• What the task requires: From the data that follows, report the number of lines including "coat", and only that number.
Top of Supplied material
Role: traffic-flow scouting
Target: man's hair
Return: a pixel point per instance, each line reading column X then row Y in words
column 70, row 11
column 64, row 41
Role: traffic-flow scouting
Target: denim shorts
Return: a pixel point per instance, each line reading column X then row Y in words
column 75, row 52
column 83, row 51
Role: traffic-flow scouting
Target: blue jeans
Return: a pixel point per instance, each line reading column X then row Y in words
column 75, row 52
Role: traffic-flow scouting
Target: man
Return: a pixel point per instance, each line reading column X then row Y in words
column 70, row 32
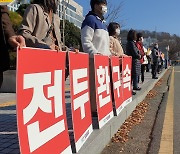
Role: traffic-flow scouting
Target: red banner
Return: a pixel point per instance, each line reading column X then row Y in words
column 103, row 89
column 80, row 100
column 126, row 79
column 41, row 114
column 116, row 82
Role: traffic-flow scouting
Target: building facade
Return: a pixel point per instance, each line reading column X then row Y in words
column 71, row 11
column 67, row 9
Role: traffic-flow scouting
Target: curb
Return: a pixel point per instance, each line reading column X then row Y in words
column 101, row 137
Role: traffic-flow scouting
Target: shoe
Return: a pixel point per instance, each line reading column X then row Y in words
column 138, row 88
column 133, row 93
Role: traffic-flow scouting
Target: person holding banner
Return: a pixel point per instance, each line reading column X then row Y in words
column 139, row 44
column 8, row 39
column 41, row 25
column 115, row 44
column 132, row 50
column 95, row 40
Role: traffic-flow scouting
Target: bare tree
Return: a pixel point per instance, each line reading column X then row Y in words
column 114, row 12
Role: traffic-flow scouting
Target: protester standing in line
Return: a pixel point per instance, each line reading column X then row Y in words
column 132, row 50
column 139, row 44
column 115, row 43
column 95, row 40
column 148, row 55
column 155, row 56
column 8, row 39
column 41, row 25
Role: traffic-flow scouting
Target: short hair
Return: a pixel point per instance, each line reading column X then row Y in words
column 93, row 2
column 112, row 28
column 131, row 35
column 47, row 5
column 139, row 35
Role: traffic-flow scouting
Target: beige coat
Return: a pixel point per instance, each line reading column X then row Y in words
column 115, row 47
column 35, row 26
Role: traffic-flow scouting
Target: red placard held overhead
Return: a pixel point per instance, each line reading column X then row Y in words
column 103, row 89
column 41, row 114
column 80, row 101
column 116, row 82
column 126, row 79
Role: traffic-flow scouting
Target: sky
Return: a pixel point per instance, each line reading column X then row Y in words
column 152, row 15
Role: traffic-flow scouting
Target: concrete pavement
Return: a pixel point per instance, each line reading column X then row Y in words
column 97, row 141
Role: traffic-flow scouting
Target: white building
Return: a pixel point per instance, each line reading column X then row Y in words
column 73, row 11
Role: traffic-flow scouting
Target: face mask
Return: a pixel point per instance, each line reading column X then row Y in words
column 118, row 31
column 104, row 10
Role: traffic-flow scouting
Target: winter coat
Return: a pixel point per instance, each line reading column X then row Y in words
column 94, row 35
column 155, row 55
column 35, row 26
column 115, row 46
column 132, row 50
column 6, row 31
column 141, row 49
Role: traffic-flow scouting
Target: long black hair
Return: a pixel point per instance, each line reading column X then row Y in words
column 48, row 5
column 132, row 35
column 93, row 2
column 112, row 28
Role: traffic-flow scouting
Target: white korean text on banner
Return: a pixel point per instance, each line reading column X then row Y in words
column 80, row 100
column 103, row 89
column 116, row 82
column 126, row 79
column 41, row 114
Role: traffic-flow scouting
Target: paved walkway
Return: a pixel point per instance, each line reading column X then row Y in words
column 8, row 127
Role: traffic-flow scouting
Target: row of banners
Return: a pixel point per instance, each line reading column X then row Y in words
column 41, row 112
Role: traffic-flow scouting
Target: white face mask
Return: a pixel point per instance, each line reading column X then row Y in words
column 104, row 10
column 117, row 31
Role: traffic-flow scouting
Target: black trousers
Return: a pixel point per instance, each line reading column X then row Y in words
column 142, row 72
column 154, row 69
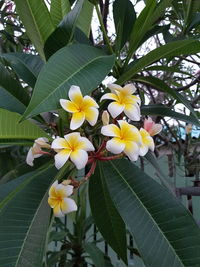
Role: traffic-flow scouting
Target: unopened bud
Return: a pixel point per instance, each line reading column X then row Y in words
column 105, row 117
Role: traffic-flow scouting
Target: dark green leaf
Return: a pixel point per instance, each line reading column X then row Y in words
column 77, row 64
column 26, row 66
column 105, row 214
column 162, row 110
column 37, row 21
column 24, row 220
column 64, row 32
column 160, row 236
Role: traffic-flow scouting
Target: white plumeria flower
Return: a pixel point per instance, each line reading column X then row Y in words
column 151, row 127
column 59, row 199
column 35, row 150
column 126, row 139
column 72, row 146
column 82, row 108
column 147, row 142
column 124, row 101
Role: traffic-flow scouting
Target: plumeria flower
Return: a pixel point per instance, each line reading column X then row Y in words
column 124, row 101
column 82, row 108
column 35, row 151
column 126, row 138
column 72, row 146
column 105, row 117
column 151, row 127
column 59, row 199
column 147, row 142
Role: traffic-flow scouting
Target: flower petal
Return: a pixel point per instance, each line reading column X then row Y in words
column 129, row 89
column 59, row 143
column 132, row 112
column 75, row 94
column 62, row 157
column 79, row 158
column 109, row 96
column 89, row 102
column 77, row 120
column 57, row 210
column 115, row 109
column 68, row 105
column 68, row 205
column 131, row 150
column 85, row 144
column 91, row 115
column 115, row 145
column 114, row 87
column 63, row 191
column 110, row 130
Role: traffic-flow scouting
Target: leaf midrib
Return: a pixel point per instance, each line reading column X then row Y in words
column 155, row 223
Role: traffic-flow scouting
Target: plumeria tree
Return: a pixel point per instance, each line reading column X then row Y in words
column 82, row 112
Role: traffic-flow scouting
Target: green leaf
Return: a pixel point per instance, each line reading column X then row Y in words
Bottom of Supplied material
• Exercise solution: 2